---- Record extracts
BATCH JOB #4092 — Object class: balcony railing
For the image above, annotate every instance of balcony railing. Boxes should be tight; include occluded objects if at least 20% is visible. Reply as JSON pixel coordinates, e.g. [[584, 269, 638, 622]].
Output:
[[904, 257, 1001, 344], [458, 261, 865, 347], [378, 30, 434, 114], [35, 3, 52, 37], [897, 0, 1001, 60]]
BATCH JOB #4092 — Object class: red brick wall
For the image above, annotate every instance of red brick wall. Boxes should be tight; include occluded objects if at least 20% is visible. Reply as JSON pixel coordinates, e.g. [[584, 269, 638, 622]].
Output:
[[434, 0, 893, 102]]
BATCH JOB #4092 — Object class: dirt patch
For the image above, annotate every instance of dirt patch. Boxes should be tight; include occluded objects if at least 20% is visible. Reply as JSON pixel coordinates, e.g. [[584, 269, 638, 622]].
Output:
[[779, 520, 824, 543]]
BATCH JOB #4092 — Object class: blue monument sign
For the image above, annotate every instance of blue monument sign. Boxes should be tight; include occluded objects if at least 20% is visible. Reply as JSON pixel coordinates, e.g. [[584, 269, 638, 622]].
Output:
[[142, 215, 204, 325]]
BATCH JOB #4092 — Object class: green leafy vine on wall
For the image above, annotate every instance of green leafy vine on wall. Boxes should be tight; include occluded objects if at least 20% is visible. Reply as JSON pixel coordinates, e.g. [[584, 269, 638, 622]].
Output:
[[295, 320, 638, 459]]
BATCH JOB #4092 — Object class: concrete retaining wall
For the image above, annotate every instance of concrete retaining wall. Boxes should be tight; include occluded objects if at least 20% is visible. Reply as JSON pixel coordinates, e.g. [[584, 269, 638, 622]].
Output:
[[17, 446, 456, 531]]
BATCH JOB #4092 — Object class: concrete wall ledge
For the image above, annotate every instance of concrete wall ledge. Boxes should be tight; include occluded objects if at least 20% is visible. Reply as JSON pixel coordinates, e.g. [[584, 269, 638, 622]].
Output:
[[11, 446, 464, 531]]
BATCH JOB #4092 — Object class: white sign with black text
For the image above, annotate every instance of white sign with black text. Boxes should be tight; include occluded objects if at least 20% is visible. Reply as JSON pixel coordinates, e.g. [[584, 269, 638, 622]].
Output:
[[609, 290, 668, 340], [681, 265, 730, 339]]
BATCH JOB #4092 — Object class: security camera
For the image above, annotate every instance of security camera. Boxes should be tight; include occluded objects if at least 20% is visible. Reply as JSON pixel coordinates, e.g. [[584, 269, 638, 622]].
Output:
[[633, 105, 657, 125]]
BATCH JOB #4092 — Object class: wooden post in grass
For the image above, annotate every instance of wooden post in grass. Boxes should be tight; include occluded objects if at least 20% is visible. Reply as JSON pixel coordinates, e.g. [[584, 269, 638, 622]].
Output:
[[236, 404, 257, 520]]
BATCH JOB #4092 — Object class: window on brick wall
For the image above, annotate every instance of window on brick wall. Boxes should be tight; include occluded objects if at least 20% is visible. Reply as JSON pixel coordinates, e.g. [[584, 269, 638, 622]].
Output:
--------
Copy the records again from the line containing "BATCH JOB #4092 — Object class: white" through the end of the records, both ends included and the requests kept unchanged, but shift every pixel coordinate in the answers by adding 88.

Complete output →
BATCH JOB #4092 — Object class: white sign with black text
For the image above, annotate every instance of white sign with black text. Boxes should be tight; include occluded objects if at least 20% is visible. Reply as JSON pixel coordinates, e.g. [[584, 269, 638, 622]].
Output:
[[697, 378, 756, 428], [769, 353, 818, 427]]
BATCH JOB #4092 — Object class: security camera
For the image above, annotate every instance of security camera. Boxes should be tight; include occluded objects if at least 20% is visible. Reply as JSON pixel coordinates, e.g. [[584, 269, 638, 622]].
Output:
[[721, 193, 745, 213]]
BATCH JOB #4092 — Object class: wooden post in grass
For the image above, annotate every instance of wooden post in grass. Boxes should be tight; include occluded objects if at least 20% is visible. Reply as JSON pixel coordinates, e.g. [[584, 269, 638, 622]].
Output:
[[324, 492, 345, 608]]
BATCH JOB #4092 — Object class: window on brick wall
For the image above, annotate every instance of window on brick wall. Boxes should be tight; include occluded objects if at least 20% is visible. Reply as JSON pixel coordinates, e.g. [[584, 269, 638, 622]].
Output:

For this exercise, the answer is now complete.